What this task involves:
Look through the entries that follow and return each line that has the string "form".

Dataset items
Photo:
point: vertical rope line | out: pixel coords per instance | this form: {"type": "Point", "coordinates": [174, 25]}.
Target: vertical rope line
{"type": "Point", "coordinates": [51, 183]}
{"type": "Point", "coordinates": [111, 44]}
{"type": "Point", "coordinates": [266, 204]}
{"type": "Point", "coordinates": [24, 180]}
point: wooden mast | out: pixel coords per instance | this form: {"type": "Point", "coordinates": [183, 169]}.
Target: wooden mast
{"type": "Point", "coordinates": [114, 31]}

Result for this task:
point: vertical rope line | out: pixel coords per instance | this form: {"type": "Point", "coordinates": [174, 25]}.
point: wooden mast | out: pixel coords per instance | this form: {"type": "Point", "coordinates": [183, 169]}.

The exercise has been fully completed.